### TASK OBJECTIVE
Copy the listing below verbatim, beginning at its first line and ending after the line that contains "column 766, row 631".

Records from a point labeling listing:
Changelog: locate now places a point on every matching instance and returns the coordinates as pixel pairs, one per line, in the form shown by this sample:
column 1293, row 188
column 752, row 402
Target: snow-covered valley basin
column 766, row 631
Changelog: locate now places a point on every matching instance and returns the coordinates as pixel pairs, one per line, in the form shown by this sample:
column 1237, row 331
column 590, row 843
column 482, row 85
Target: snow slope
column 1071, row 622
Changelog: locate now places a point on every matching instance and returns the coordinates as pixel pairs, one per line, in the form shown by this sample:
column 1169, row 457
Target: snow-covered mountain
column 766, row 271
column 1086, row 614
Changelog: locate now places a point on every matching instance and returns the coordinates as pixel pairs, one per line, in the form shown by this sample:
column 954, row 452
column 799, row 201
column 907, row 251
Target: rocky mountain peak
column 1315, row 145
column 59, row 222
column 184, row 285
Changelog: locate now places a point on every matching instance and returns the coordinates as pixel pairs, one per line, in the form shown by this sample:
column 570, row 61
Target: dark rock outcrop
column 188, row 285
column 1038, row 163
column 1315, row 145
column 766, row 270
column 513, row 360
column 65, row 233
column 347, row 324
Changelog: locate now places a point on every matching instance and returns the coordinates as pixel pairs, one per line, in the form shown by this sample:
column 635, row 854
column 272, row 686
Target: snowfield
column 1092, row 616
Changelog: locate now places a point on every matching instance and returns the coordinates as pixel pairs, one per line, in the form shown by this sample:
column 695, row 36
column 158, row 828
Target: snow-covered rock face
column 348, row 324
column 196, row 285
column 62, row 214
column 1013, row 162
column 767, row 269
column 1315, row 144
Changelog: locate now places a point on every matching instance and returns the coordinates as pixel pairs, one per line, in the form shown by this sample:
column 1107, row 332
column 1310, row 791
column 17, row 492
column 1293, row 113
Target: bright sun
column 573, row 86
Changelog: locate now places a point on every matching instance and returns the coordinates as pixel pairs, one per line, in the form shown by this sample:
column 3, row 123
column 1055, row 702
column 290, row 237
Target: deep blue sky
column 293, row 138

### COMPLETE OUTPUT
Changelog: locate now places a point on every matching instance and returns the coordinates as pixel pairs, one per line, in the form shown by this sample:
column 1293, row 188
column 752, row 402
Target: snow-covered valley basin
column 766, row 631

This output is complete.